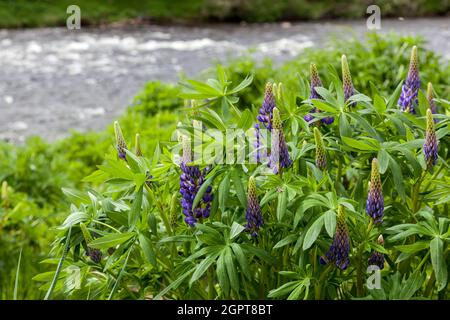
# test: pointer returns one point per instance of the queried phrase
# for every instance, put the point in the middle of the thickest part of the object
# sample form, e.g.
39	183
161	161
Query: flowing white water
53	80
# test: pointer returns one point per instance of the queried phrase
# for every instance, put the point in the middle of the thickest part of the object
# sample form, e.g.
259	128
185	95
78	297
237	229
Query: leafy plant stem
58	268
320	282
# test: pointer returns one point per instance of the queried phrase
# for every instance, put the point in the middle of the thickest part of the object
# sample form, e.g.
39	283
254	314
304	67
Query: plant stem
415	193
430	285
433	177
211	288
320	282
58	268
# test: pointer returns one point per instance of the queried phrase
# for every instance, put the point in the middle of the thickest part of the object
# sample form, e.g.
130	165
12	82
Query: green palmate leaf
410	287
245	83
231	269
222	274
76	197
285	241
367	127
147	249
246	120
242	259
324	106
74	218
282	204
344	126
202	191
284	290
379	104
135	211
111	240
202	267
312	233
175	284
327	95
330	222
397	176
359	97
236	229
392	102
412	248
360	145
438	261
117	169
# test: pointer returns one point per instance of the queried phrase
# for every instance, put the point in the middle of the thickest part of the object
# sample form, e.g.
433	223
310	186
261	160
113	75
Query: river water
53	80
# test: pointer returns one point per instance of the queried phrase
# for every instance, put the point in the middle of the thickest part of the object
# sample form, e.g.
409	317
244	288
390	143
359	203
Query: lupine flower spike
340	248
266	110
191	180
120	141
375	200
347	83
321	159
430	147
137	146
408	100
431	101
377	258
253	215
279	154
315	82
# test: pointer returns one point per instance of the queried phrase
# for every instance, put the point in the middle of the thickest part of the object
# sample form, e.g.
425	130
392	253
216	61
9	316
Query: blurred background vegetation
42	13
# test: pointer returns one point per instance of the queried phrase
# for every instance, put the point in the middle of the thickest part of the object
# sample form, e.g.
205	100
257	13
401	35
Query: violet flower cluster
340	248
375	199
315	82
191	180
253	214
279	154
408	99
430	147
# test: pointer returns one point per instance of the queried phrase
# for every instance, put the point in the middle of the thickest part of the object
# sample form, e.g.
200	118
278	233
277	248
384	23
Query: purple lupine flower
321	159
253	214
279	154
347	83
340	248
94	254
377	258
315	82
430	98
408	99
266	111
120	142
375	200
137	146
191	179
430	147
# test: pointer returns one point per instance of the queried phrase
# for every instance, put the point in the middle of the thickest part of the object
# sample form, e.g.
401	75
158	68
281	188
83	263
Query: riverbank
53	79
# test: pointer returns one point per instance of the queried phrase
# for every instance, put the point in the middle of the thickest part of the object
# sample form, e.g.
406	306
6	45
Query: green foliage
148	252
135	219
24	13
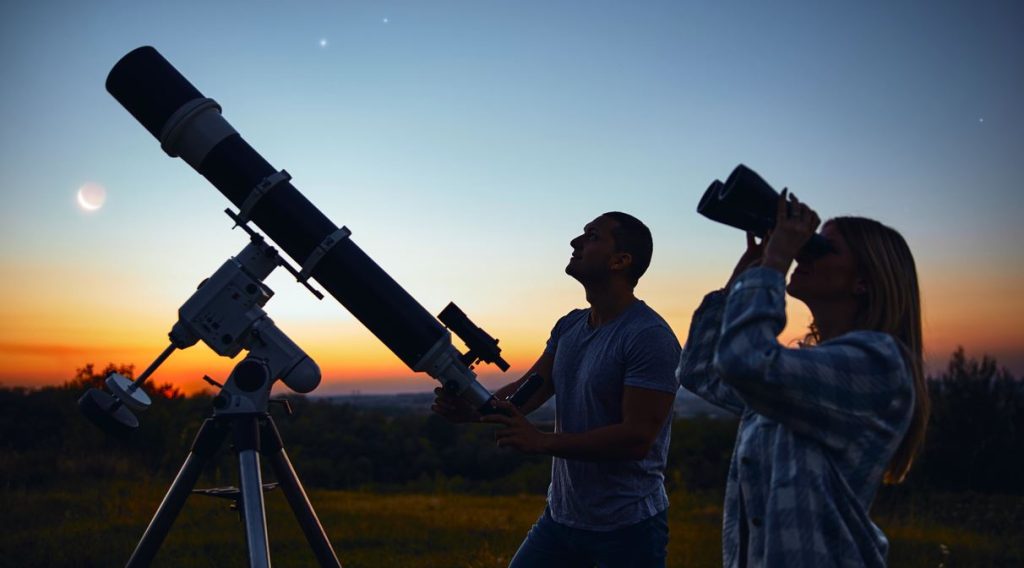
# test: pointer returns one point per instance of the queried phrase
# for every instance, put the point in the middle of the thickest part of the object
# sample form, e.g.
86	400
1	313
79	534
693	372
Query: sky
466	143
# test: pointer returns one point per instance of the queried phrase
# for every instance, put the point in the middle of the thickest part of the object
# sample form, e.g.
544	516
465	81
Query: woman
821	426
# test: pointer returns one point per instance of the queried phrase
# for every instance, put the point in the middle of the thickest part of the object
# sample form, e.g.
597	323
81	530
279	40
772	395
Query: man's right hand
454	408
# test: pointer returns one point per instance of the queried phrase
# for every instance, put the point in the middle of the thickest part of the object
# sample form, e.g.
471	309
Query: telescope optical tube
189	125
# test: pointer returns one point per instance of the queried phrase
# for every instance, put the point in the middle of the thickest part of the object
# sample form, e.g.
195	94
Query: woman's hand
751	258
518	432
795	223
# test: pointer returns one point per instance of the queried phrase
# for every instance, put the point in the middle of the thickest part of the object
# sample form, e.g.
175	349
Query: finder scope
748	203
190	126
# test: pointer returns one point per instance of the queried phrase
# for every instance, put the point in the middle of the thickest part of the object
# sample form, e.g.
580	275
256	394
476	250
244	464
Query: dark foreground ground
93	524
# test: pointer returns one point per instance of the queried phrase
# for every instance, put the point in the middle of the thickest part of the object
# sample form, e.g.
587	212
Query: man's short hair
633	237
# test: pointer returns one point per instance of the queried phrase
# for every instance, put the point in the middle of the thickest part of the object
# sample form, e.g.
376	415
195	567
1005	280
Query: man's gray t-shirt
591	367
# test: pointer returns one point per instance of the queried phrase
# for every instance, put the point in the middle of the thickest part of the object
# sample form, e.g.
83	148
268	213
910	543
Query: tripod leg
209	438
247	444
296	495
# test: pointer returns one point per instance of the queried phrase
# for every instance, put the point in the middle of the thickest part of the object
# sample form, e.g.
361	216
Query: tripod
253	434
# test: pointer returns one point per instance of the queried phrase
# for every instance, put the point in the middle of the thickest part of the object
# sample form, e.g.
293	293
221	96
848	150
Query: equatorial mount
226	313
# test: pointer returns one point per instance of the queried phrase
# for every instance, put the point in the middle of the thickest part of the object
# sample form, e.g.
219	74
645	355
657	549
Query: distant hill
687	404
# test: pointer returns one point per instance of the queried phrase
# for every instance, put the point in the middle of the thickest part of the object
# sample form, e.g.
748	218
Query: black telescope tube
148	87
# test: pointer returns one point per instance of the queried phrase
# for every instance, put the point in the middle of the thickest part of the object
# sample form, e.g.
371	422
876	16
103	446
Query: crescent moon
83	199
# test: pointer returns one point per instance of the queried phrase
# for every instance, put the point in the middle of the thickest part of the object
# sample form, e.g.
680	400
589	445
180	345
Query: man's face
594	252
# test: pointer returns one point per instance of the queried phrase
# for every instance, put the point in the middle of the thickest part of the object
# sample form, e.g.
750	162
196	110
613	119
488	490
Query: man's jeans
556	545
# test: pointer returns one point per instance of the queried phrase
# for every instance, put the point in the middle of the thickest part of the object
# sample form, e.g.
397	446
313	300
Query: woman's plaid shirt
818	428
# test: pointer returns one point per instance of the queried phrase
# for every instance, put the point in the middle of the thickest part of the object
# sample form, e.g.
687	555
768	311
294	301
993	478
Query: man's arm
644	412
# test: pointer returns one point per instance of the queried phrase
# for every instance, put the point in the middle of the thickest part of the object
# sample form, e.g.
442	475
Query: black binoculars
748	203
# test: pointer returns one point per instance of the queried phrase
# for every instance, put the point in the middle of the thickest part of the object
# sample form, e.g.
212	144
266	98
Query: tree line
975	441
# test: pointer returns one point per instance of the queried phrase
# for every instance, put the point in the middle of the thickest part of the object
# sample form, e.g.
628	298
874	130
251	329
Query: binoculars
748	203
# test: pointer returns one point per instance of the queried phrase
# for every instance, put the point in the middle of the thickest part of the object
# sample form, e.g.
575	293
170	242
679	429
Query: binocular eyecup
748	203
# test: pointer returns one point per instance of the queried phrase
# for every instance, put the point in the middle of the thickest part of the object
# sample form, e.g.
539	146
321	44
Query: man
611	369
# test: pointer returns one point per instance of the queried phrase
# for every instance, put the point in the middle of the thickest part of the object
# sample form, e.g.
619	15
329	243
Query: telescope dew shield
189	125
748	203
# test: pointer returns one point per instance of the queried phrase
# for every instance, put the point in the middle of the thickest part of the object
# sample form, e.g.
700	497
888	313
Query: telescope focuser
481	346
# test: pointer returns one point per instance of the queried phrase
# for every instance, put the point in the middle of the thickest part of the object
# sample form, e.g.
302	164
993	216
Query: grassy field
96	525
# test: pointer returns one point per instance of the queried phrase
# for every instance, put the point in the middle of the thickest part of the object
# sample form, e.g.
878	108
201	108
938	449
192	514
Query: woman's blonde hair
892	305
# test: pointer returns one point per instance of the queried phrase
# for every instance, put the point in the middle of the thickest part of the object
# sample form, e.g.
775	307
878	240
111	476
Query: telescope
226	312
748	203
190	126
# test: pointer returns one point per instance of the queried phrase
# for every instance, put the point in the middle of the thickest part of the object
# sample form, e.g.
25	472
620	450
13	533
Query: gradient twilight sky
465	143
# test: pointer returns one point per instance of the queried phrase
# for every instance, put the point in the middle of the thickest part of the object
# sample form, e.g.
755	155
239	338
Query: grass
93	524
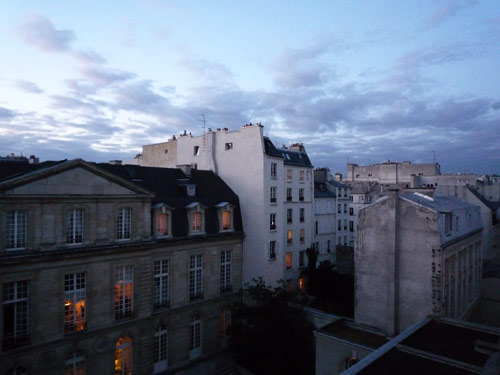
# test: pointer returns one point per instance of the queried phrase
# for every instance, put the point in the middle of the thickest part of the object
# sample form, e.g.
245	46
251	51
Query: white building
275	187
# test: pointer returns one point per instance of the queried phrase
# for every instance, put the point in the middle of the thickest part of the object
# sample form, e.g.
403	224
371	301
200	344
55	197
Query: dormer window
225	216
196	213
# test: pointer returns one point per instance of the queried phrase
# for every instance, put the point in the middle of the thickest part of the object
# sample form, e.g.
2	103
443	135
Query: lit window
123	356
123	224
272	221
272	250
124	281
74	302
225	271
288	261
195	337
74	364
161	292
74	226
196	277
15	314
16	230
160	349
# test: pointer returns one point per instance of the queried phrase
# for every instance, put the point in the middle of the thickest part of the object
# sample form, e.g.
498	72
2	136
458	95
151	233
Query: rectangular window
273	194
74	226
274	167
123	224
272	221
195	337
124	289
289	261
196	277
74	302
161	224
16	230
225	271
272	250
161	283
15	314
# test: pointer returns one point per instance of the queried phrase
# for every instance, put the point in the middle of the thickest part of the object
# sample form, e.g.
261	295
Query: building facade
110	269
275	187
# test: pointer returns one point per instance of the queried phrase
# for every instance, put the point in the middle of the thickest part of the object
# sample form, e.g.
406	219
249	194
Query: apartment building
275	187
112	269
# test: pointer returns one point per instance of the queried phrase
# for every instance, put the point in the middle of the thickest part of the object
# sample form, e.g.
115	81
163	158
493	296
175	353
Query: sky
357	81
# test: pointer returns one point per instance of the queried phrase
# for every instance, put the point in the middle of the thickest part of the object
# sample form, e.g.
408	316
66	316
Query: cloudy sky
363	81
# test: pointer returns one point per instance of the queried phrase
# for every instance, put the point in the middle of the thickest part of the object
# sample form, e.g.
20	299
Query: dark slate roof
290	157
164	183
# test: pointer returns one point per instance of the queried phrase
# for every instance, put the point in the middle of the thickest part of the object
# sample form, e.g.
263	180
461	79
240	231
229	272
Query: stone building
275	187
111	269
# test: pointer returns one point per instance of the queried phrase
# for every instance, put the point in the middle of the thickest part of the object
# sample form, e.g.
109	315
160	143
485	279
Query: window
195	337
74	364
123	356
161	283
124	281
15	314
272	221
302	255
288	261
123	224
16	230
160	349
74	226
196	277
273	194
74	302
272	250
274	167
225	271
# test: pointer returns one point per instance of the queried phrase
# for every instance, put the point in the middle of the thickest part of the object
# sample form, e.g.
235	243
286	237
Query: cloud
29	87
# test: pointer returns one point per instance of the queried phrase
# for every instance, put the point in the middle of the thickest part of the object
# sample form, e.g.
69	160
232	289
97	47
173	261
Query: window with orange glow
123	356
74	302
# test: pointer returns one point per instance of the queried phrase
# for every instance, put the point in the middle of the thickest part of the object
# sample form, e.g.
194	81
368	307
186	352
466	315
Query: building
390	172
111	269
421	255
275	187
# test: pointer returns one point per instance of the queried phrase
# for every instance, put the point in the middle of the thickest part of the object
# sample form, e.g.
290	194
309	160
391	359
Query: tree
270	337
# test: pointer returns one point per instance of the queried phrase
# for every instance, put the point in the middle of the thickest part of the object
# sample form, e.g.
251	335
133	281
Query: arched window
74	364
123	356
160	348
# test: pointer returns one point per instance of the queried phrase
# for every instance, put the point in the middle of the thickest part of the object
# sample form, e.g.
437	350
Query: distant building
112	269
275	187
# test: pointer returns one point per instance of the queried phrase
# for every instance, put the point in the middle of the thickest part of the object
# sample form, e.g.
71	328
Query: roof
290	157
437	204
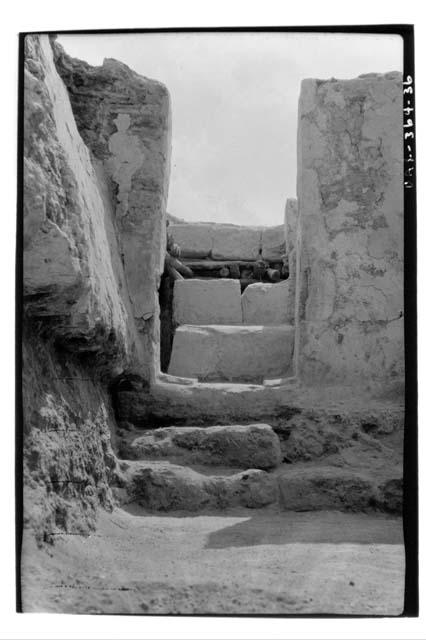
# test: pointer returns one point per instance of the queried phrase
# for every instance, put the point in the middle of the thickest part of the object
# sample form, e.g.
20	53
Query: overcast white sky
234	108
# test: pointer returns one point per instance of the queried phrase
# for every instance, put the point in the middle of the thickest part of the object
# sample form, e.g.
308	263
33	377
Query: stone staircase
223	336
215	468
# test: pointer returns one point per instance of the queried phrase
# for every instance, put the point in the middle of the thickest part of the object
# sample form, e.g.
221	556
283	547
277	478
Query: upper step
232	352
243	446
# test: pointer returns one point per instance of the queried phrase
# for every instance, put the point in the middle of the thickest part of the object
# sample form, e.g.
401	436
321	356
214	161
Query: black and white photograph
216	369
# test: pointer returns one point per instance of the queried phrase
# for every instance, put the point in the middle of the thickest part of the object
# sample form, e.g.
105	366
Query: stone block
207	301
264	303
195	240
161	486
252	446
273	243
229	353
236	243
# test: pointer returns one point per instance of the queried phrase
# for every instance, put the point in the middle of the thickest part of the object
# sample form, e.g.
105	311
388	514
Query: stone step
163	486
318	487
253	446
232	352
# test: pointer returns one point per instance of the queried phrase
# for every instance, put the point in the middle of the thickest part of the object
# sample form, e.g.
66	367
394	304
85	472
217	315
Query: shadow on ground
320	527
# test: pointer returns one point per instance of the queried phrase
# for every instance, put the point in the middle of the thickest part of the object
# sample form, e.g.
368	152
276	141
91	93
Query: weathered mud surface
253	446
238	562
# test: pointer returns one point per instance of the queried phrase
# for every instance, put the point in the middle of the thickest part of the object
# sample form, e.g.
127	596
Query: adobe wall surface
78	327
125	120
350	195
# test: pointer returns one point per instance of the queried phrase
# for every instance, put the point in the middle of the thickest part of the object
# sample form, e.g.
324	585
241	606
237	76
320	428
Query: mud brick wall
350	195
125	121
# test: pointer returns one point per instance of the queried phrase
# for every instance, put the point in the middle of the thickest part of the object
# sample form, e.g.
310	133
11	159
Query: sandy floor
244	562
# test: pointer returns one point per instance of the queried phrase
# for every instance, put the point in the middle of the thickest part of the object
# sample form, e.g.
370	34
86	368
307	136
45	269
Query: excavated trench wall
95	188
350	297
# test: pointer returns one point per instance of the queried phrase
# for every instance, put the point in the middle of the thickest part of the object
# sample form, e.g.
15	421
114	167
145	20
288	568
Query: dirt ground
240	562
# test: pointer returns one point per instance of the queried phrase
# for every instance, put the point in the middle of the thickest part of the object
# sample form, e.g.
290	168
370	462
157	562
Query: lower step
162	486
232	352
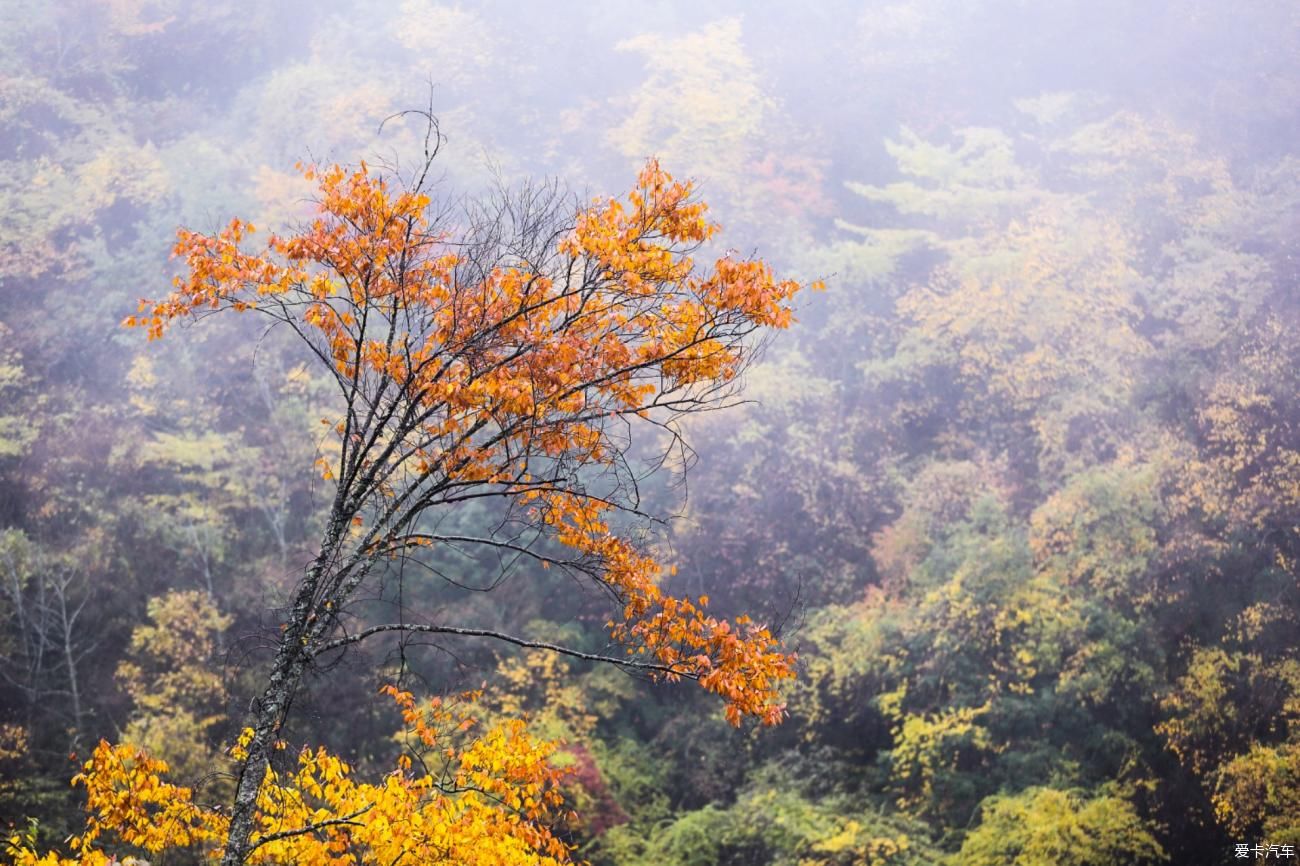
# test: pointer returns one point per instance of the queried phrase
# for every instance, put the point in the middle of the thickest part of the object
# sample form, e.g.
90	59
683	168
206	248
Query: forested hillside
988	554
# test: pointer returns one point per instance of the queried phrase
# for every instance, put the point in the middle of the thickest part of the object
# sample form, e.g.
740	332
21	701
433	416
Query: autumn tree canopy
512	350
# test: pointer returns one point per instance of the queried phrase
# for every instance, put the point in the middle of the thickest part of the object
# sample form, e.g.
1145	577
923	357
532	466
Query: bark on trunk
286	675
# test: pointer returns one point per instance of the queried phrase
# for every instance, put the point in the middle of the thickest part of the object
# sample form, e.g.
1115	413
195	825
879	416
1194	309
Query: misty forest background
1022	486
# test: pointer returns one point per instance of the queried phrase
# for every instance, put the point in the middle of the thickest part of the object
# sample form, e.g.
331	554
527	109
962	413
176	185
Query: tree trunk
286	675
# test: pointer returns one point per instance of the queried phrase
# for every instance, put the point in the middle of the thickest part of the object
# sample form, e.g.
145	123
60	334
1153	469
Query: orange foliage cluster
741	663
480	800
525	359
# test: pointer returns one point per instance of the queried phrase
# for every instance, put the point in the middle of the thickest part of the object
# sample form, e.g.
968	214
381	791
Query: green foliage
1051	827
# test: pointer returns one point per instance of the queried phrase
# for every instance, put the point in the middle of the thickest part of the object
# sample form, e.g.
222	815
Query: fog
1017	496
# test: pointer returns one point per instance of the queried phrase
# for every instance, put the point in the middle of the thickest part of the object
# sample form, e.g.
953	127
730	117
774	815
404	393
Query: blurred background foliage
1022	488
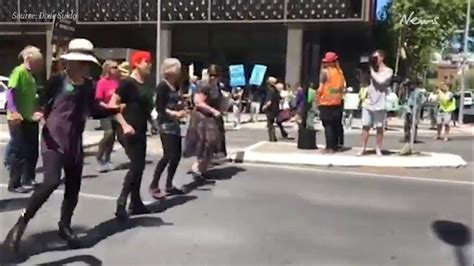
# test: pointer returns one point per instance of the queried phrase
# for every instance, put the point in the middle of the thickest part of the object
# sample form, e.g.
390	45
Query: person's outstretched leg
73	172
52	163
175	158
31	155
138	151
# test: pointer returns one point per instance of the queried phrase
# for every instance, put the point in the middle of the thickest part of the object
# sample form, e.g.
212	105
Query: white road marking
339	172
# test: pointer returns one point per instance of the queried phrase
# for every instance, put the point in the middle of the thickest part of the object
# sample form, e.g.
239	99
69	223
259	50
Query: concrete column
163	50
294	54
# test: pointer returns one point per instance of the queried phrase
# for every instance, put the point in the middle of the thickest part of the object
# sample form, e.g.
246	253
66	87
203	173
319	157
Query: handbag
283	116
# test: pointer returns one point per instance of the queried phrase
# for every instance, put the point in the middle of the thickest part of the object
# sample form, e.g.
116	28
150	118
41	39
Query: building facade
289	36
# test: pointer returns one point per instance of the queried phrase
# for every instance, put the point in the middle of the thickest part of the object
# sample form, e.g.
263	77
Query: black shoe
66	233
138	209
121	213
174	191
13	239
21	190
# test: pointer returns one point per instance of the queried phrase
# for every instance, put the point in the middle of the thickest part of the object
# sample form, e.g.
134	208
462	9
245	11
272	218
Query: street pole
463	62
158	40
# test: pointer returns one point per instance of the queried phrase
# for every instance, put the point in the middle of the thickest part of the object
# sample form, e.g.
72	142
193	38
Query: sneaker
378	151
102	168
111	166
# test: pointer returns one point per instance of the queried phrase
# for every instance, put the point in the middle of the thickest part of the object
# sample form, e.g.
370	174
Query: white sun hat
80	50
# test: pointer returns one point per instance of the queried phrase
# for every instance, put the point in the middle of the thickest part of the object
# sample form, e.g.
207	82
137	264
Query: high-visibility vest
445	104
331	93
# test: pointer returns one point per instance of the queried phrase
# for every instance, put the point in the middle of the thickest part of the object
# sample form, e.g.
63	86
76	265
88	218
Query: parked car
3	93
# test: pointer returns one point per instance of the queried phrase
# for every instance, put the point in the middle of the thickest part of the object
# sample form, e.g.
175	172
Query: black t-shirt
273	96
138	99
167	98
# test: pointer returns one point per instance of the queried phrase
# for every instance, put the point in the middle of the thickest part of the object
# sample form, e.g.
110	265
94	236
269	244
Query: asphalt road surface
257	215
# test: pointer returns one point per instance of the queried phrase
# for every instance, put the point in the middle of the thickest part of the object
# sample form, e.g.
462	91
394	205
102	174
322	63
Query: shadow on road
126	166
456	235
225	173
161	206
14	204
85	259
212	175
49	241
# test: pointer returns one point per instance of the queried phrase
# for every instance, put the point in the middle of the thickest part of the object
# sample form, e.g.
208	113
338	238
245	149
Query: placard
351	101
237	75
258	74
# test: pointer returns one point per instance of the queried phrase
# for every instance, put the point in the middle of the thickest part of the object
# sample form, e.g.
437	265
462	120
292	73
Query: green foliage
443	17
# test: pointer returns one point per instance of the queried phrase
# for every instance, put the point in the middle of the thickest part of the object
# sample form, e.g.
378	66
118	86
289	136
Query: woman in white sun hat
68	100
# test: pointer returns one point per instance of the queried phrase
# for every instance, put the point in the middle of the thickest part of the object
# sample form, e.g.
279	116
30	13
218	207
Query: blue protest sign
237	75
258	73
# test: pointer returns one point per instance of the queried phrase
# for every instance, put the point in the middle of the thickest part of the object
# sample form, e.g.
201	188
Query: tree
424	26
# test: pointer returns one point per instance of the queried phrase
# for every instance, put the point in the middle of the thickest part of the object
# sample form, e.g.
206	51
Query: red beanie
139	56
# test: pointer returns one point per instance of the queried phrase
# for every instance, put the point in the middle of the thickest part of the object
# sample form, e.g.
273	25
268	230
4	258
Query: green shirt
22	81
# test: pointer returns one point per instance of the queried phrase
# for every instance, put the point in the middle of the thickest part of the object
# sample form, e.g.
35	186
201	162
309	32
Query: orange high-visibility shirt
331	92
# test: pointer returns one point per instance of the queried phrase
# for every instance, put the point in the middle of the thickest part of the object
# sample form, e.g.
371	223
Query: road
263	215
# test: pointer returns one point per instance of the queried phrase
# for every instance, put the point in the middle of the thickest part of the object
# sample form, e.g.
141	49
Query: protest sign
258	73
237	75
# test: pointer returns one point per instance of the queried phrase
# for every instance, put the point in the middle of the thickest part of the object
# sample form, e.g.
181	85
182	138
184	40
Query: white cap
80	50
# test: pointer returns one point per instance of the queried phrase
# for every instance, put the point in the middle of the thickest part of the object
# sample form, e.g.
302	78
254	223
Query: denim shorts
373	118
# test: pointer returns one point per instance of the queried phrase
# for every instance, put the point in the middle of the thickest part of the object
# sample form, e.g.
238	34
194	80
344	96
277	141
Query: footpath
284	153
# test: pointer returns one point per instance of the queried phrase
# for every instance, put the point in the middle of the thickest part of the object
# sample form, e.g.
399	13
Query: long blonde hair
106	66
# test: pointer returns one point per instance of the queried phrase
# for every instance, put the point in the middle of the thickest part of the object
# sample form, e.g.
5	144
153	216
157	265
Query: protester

● ● ● ●

WORK TO DO: Count the lines in the listing above that contain the string "black", treating uppercase and lowercase as different. Give only the number.

THE ANSWER: 5